» **Input rows**
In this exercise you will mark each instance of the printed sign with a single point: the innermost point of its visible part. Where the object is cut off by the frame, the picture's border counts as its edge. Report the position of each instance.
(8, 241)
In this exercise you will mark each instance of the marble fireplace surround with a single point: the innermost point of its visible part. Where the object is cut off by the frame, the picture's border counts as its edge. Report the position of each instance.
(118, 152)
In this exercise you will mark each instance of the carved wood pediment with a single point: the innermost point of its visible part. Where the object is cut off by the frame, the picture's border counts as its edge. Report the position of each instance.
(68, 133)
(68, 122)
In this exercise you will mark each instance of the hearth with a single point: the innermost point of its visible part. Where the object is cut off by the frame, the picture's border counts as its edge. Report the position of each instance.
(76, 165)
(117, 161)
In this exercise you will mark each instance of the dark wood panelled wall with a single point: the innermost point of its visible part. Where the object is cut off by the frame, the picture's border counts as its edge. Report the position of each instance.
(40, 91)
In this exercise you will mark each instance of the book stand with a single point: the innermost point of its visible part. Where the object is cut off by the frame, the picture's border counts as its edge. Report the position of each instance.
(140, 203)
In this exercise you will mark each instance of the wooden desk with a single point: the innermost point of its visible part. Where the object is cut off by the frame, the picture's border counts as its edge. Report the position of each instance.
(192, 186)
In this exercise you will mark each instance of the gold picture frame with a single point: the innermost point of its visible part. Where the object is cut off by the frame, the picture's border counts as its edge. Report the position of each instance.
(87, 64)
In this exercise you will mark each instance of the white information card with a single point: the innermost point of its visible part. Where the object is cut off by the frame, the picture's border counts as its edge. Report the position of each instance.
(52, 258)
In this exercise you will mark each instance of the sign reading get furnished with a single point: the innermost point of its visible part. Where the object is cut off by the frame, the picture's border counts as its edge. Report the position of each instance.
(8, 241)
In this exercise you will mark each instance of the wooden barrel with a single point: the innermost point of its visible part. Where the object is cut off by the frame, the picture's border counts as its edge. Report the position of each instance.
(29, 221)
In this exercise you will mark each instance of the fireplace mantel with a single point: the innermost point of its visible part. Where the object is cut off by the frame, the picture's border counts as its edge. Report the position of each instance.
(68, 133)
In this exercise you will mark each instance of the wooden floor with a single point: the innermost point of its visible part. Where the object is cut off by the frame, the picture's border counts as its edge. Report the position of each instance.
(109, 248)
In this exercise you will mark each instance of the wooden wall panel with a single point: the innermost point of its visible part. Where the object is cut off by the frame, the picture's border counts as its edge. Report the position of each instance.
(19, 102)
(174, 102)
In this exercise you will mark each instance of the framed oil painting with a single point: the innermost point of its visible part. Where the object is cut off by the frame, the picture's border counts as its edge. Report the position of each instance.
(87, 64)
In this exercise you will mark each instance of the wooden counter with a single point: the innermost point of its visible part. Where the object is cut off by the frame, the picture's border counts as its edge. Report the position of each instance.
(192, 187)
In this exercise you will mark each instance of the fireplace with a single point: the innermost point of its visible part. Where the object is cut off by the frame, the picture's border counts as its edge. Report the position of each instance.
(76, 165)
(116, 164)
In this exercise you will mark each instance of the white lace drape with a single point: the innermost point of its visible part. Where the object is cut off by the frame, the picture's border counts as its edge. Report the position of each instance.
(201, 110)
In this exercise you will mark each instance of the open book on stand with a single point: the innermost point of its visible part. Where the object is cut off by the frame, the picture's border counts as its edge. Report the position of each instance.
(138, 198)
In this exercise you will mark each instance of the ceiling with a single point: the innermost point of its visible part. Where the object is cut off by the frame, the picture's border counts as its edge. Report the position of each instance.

» **Task requirements**
Can you return all of the entries above word for word, without changing anything?

» **Result below**
In this exercise you will mark each instance of the printed sign with a single point: the innermost point of its visible part. Where the object is cut off by the frame, the picture's border counts as its edge. Report the position of each instance.
(8, 241)
In this exercise you will mark each instance of the marble fireplace surround with a single point: the innermost point of its visible part. Where the object is cut off by the frame, the picture's border counts as its edge. Report the position of each instance.
(118, 152)
In this exercise you will mark each instance of the carved wood pediment with a single point: the innermost point of its visible part. Where the object is cut off by the frame, the picture's border counts as its edge. Report the position of each instance.
(68, 133)
(68, 122)
In this exercise you will mark each instance of the hearth with a single point: the innermost point of its visible part. Where the object is cut off by the frame, the picture's border counts as its edge. Report the position of each instance.
(76, 165)
(117, 161)
In this exercise you will mark each instance of the dark wood panelled wall with a single point: the innermost point of its visible part. Where the object is cut off by the frame, the picture's border counts as its edge. Report the position of each instance.
(40, 91)
In this exercise you will mark each instance of the book stand with a single point: the innermost point of its visible part. Where the object is cut off by the frame, the picture's border counts as its edge. Report the position of each instance.
(140, 203)
In this exercise you will mark each instance of the wooden desk with a single point: the innermost point of its visible part. Where the object is cut off by the frame, the picture's border counts as its edge. Report the position of each instance.
(192, 186)
In this exercise you will mark each instance of the gold picture frame with a single point: the innermost point of its visible part. Where the object is cut off by the frame, the picture's border counts as its edge. Report the position of each instance.
(87, 64)
In this exercise you will mark each instance of the white information card with a single point: the innermost point of its visible part. Where the object is cut off by the frame, the picture's border counts as its edge. Report the position of each instance.
(52, 258)
In this exercise you will mark each instance of the sign reading get furnished with a single point: the innermost point of its visible part. Where the object is cut off by the frame, the picture's border counts as its edge. Report the position of each instance.
(8, 241)
In this exercise you will mark each instance of the wooden barrel with a single point: the innermost point of its visible part. Where the object is cut off by the frame, the picture's border counts as its edge. Report the position of each instance.
(29, 221)
In this exercise you will mark each instance of the fireplace mantel with a single point: the innermost point of its visible part. Where the object is cut off by the frame, the picture's border counts as its edge. Report the position of each instance.
(68, 133)
In this exercise you will mark each instance of the wooden floor with a single point: the innermost point of its visible part. Where the object is cut off by the frame, the picture's border counts as its edge. Report the position of each instance.
(109, 248)
In this exercise you will mark each instance of the wooden wall panel with a single point: the innermost point of its visible part. Where the object is cut off by the frame, the picture's border counts as its edge. Report the position of each instance.
(19, 102)
(174, 102)
In this exercise you will mark each instance of the framed oil painting with a single point: the innermost point of its visible part. Where the object is cut off by the frame, the picture's border counts as its edge. Report the position of each instance.
(87, 64)
In this exercise you will mark each instance of the wooden counter with a single point: the innermost point of its visible part. Where the object is cut off by the frame, the picture's border counts as its edge. Report the position of each instance.
(192, 187)
In this exercise you will mark each instance of the fireplace with a single point: the innermost point of its visible part. Where the object is cut off by the frame, the picture's border counts as its edge. Report the position of each instance.
(76, 165)
(116, 164)
In this exercise you will mark each instance of the white lace drape with a single point: the innermost point of its visible part. Where the object is cut off by the frame, the picture's border counts as its edge. Report the position of each instance.
(201, 110)
In this exercise you will mark each instance of the open book on stand with a single point: the innermost point of its visible part. Where the object is cut off by the frame, the picture's border counts as its edge. Report the position of each instance.
(138, 198)
In this exercise you will mark each instance of the ceiling with a single point: the innermost point of its visible part. Where the object is cut off by the frame, the picture's border counts as its edge. Report the position of each instance.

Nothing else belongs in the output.